→ **Условие задачи**
Перепишите слово в слово из отрывка о помощи людям с аутизмом всё, что идёт от слов «Система помощи людям» и до слов «различных вариантах психоанализа.» включительно.

→ **Отрывок**
※

Система помощи людям с аутизмом впервые начала формиро­ваться в США и Западной Европе в середине 60-х гг. XX в. Нужно, однако, отметить, что первая в Европе (и, по-видимому, в мире) школа для аутичных детей — Sofienskole — была открыта в Дании в 1920 г., когда ни в психиатрии, ни в специальной педагогике представление о детском аутизме еще не было сформулировано. В определенном смысле предысторией становления системы по­мощи детям с РАС можно считать появление в конце 50-х гг. XX в. небольшого числа частных учреждений, деятельность которых ос­новывалась на различных вариантах психоанализа.

Как известно, с позиций психоанализа РАС является следстви­ем конфликта между ребенком и окружающим миром, прежде все­го между ребенком и матерью, которая, по мнению психоаналити­ков, своей доминантной, жесткой, холодной активностью подав­ляет формирование собственной активности ребенка («мама-холо­дильник»). Эти представления не подтвердились, но они стимули­ровали создание общественных организаций (в Англии в 1962 г., в США в 1965 г.), объединявших прежде всего родителей аутичных детей, обладавших юридическими правами представлять интересы людей с аутизмом. Именно родительские общественные объедине­ния сумели во многих странах заставить государство выполнять свои


обязанности по реализации конституционного права своих аутич­ных граждан на адекватное их возможностям образование.

※

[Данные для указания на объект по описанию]
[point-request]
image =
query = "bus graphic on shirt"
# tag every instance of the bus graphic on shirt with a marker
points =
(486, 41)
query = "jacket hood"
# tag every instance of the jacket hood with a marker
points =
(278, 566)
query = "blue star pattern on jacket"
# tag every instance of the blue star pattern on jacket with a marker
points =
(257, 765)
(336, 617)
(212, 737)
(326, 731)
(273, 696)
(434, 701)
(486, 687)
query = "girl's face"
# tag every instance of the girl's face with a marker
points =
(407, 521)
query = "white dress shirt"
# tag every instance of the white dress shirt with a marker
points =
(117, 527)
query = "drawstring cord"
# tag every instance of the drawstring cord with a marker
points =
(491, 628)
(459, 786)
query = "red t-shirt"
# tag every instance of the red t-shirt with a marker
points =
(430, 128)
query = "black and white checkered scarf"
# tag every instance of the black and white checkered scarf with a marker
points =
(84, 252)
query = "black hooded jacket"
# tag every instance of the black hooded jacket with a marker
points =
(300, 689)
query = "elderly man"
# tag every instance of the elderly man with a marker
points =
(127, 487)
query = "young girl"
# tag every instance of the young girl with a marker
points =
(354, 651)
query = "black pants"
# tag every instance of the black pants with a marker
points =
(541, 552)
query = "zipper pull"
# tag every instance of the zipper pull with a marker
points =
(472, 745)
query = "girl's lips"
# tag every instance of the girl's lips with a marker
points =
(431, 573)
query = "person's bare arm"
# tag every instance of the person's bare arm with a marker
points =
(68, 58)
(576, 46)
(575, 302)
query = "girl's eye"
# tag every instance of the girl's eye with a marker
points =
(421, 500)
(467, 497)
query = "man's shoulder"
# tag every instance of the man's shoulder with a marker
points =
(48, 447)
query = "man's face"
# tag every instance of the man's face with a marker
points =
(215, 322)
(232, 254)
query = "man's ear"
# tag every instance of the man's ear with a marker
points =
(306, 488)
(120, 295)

※

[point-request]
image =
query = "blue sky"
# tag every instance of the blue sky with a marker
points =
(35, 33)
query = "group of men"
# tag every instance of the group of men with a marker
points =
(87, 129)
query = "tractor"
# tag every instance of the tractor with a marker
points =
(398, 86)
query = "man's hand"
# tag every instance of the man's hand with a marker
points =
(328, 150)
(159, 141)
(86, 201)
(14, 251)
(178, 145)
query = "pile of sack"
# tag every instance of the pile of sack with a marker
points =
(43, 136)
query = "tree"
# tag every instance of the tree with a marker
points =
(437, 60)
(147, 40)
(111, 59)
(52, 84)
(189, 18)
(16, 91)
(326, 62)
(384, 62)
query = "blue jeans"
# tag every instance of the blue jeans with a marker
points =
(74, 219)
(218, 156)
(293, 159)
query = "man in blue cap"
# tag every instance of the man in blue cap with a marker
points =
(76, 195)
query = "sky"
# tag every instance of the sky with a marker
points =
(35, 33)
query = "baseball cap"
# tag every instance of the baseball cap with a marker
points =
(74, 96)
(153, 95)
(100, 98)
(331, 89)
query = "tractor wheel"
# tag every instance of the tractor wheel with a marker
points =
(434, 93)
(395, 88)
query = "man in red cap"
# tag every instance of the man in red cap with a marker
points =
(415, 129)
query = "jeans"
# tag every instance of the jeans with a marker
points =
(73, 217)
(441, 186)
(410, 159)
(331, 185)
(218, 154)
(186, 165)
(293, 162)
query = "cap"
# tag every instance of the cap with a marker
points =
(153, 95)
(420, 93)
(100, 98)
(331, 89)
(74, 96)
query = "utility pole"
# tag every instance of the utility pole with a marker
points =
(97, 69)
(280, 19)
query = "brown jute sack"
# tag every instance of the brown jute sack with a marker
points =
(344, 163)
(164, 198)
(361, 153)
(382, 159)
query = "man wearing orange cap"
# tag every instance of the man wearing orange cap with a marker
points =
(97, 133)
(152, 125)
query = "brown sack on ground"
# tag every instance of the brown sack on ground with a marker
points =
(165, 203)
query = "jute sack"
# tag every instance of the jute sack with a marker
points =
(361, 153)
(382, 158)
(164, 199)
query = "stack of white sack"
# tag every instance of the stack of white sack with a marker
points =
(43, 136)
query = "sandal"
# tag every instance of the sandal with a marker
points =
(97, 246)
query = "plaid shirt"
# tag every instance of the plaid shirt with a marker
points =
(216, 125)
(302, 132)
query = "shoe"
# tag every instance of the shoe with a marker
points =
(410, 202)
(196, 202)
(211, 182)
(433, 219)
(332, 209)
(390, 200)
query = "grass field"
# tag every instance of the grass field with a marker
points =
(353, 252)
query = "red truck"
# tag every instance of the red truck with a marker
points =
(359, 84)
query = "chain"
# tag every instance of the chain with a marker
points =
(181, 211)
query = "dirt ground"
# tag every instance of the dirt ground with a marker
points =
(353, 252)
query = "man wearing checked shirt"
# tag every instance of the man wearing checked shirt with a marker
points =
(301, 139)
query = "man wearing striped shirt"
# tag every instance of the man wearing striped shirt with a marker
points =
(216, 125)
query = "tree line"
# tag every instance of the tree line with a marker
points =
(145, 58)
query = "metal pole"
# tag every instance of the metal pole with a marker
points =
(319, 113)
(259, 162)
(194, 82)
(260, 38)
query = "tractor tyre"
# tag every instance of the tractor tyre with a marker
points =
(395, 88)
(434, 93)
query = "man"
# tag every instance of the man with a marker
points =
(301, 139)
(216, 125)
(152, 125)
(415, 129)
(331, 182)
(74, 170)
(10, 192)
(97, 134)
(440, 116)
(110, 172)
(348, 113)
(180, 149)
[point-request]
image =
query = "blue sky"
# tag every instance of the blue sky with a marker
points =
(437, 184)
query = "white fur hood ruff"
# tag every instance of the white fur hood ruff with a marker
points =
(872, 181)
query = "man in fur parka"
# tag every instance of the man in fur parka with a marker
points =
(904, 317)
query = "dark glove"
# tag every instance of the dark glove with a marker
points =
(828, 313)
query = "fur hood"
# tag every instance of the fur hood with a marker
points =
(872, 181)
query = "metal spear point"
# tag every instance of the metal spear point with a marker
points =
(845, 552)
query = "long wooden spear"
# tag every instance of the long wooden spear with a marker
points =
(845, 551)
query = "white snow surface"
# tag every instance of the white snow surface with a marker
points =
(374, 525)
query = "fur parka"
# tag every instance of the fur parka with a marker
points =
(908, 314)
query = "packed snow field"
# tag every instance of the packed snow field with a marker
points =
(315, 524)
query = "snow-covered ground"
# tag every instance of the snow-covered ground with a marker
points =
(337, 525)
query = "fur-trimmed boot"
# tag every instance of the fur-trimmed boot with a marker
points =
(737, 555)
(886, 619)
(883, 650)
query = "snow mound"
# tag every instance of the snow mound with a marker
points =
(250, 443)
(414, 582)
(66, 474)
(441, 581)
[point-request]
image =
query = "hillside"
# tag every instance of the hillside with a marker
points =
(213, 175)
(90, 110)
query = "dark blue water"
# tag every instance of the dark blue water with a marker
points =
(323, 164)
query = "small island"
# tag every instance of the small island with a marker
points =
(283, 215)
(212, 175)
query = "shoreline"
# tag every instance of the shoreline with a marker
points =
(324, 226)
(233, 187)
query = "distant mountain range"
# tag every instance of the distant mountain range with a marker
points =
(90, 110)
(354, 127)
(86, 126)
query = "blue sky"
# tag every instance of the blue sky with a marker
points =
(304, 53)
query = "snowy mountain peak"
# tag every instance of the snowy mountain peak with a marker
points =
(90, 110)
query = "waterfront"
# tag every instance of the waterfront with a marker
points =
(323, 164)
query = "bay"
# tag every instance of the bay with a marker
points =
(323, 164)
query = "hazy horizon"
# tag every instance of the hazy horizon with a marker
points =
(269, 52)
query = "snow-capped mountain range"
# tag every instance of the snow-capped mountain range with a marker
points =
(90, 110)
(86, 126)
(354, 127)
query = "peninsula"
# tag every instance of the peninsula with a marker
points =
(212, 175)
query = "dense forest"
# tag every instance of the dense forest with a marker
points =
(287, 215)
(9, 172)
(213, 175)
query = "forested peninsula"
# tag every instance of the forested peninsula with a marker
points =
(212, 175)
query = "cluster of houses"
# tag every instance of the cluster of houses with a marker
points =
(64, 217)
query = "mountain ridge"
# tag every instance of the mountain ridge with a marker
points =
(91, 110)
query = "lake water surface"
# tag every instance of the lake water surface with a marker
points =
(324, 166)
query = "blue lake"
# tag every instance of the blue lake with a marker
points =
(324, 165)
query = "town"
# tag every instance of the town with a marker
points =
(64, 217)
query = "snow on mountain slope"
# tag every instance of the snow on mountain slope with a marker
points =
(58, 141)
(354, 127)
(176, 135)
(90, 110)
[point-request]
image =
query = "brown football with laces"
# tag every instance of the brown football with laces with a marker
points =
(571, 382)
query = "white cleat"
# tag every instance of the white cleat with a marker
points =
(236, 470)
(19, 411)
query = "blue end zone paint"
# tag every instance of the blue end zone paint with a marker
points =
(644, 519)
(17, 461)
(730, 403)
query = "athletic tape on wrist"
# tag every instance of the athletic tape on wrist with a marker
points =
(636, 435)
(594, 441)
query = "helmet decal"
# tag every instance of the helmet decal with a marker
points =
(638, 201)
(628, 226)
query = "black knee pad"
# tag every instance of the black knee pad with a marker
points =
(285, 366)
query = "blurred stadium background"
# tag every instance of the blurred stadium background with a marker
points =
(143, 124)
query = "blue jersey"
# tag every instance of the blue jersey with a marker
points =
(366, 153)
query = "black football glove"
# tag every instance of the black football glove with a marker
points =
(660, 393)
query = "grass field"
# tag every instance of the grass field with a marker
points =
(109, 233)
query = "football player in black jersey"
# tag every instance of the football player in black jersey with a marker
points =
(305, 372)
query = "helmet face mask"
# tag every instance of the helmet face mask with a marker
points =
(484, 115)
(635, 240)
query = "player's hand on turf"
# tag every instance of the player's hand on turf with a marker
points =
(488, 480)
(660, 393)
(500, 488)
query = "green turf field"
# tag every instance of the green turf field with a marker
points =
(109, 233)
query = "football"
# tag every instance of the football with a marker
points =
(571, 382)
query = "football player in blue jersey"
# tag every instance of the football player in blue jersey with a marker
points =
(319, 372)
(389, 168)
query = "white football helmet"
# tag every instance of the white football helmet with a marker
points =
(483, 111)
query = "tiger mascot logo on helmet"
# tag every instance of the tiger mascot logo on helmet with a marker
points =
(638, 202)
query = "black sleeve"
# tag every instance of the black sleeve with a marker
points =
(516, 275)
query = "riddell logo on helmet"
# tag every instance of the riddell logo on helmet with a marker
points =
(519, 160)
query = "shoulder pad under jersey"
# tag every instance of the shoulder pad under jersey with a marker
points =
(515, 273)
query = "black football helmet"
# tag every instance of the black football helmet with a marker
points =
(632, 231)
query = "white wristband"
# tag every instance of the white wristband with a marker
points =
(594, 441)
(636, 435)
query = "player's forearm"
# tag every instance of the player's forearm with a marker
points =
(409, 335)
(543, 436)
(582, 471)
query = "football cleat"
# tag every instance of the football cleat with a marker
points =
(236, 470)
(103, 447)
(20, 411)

※

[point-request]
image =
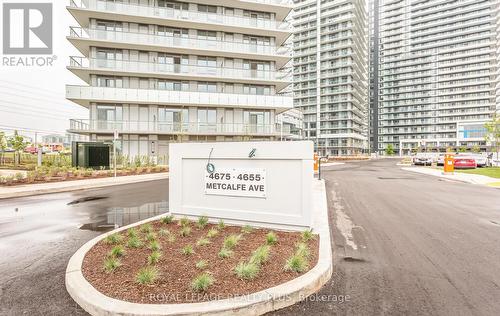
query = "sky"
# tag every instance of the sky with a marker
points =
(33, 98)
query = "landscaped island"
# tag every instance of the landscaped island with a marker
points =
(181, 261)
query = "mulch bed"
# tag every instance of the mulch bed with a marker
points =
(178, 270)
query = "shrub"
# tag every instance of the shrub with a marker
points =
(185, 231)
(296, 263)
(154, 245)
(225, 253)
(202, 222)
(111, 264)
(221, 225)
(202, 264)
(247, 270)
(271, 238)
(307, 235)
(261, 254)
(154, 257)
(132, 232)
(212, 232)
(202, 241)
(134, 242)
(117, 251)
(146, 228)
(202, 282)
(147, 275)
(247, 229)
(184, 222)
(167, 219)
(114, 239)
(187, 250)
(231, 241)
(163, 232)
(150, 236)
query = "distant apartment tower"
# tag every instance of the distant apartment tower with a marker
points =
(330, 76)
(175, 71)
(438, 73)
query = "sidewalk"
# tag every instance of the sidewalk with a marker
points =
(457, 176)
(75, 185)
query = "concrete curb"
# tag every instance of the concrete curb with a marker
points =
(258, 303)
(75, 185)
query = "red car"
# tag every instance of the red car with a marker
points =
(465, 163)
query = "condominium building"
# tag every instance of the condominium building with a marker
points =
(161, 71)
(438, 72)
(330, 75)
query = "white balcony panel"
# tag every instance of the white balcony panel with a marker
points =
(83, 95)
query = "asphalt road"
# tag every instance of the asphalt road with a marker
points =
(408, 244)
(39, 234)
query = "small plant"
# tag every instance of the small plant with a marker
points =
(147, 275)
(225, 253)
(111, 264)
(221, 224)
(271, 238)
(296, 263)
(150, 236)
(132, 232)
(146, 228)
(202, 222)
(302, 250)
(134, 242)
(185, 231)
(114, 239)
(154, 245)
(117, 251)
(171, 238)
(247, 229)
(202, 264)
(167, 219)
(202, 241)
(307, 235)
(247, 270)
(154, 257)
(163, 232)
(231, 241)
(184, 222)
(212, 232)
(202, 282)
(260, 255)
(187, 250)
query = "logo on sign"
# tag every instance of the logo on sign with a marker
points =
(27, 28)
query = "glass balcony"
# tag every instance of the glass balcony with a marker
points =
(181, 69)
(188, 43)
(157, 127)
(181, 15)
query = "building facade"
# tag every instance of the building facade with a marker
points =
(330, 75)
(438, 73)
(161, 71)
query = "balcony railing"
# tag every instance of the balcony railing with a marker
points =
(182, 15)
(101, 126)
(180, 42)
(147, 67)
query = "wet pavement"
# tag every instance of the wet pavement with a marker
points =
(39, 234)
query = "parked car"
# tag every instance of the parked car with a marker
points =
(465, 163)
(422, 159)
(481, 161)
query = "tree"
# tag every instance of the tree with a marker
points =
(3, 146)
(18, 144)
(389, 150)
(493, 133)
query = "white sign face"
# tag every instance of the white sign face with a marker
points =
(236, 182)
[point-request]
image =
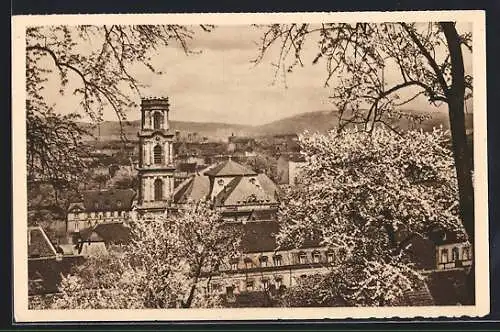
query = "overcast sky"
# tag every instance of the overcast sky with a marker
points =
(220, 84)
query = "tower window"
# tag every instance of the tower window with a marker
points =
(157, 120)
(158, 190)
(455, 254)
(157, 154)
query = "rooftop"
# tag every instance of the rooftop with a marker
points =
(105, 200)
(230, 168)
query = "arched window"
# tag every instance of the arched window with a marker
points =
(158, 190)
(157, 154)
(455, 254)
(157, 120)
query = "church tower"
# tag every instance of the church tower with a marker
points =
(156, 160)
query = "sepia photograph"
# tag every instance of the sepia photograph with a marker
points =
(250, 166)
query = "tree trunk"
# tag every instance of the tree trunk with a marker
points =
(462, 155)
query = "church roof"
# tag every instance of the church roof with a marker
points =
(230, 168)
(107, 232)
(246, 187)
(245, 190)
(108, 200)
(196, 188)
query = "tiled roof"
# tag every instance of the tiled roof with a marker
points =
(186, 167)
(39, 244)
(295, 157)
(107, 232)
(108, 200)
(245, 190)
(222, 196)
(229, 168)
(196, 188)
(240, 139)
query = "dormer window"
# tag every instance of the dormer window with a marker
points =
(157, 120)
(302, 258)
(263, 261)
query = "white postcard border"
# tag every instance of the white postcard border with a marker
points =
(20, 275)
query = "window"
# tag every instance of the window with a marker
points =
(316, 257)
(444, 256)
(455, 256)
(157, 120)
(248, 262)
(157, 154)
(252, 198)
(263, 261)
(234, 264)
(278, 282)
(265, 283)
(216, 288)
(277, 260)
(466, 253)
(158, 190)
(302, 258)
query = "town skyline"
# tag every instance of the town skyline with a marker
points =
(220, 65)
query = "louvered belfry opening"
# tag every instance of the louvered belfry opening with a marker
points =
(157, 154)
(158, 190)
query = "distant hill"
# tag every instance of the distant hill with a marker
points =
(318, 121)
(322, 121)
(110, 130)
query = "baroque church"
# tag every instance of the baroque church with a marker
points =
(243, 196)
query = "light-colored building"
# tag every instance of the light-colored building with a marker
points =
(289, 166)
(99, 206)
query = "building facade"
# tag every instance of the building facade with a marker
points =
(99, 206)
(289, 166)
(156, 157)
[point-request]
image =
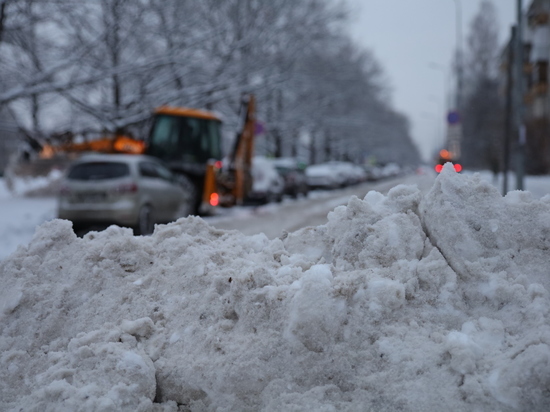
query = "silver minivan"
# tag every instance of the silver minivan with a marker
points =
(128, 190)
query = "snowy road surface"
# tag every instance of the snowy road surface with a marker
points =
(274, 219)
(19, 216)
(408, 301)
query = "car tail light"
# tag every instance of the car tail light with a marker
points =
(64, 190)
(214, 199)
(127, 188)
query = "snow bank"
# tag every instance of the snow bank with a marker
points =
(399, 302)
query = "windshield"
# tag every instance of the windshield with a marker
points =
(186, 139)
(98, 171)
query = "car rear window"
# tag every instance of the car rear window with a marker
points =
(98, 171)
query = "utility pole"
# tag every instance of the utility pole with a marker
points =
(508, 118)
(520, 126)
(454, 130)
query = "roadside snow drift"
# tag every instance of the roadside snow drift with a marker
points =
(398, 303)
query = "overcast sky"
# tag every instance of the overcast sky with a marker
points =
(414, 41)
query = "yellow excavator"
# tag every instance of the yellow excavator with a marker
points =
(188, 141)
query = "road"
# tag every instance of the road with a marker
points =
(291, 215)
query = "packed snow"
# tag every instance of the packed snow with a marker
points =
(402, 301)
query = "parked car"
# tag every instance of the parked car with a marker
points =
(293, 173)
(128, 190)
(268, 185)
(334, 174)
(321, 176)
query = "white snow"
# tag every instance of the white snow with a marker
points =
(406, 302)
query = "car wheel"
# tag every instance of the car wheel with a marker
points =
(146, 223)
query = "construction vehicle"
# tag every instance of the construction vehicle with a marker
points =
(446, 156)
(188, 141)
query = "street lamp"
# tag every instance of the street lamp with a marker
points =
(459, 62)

※

→ **Ответ**
Система помощи людям с аутизмом впервые начала формиро­ваться в США и Западной Европе в середине 60-х гг. XX в. Нужно, однако, отметить, что первая в Европе (и, по-видимому, в мире) школа для аутичных детей — Sofienskole — была открыта в Дании в 1920 г., когда ни в психиатрии, ни в специальной педагогике представление о детском аутизме еще не было сформулировано. В определенном смысле предысторией становления системы по­мощи детям с РАС можно считать появление в конце 50-х гг. XX в. небольшого числа частных учреждений, деятельность которых ос­новывалась на различных вариантах психоанализа.